(ENUNCIADO 1)
Extraia dos registros todas as linhas em que aparece a palavra "green".

(TRECHO FORNECIDO)

....

Então Pedro, aproximando-se de Jesus lhe perguntou: Senhor, quantas vezes pecará meu irmão
contra mim, que lhe hei de perdoar? Será até sete vezes?
Respondeu-lhe Jesus: Não te digo que até sete vezes, mas até setenta vezes sete vezes.
Por isso o Reino dos Céus é semelhante a um rei, que
resolveu ajustar contas com os seus servos. E tendo começado a ajustá-las,
trouxeram um que lhe devia dez mil talentos. Não tendo, porém, o servo com que pagar, ordenou o
seu Senhor que fossem vendidos ele, sua mulher, seus filhos e tudo quanto
possuía, e que se pagasse à dívida. O servo, pois, prostrando-se, o
reverenciava dizendo: Tem paciência
comigo, que te pagarei tudo! E o Senhor teve compaixão daquele servo,
deixou-o ir e perdoou-lhe a dívida. Tendo saído, porém, aquele servo, encontrou
um de seus companheiros, que lhe devia cem denários; e, segurando-o, o
sufocava, dizendo-lhe: Paga o que me
deves! E este, caindo-lhe aos pés, implorava: Tem paciência comigo, que te pagarei! Ele, porém, não o atendeu;
mas foi-se embora e mandou conservá-lo preso, até que pagasse a dívida.
Vendo, pois, os seus companheiros o que se tinha
passado, ficaram muitíssimo tristes, e foram contar ao Senhor tudo o que havia
acontecido.

....

Trechos de dados de apontamento
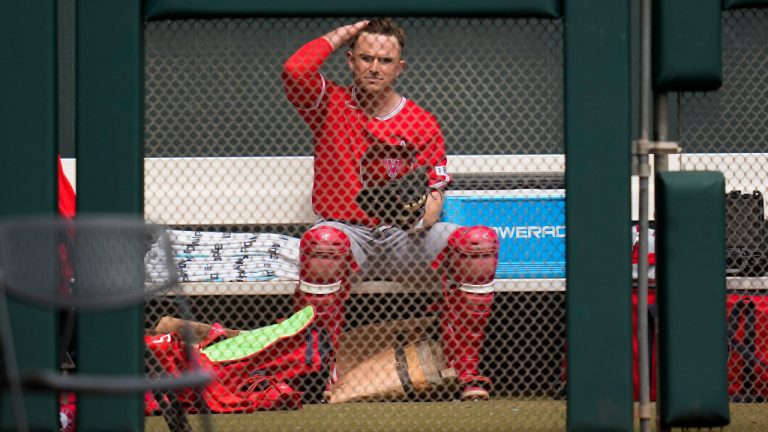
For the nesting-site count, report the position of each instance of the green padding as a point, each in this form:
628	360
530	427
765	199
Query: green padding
109	123
736	4
691	299
170	9
686	45
254	341
598	212
28	120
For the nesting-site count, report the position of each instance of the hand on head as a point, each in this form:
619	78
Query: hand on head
340	36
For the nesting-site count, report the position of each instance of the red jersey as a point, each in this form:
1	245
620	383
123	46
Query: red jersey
353	150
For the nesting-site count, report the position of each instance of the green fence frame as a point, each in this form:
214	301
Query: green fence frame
109	98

....

(ENUNCIADO 2)
No trecho fornecido, quanto devia ao rei o primeiro servo trazido à sua presença?

(RESPOSTA REDIGIDA 1)
For the nesting-site count, report the position of each instance of the green padding as a point, each in this form:
Query: green padding
For the nesting-site count, report the position of each instance of the green fence frame as a point, each in this form:
Query: green fence frame

(RESPOSTA REDIGIDA 2)
Dez mil talentos.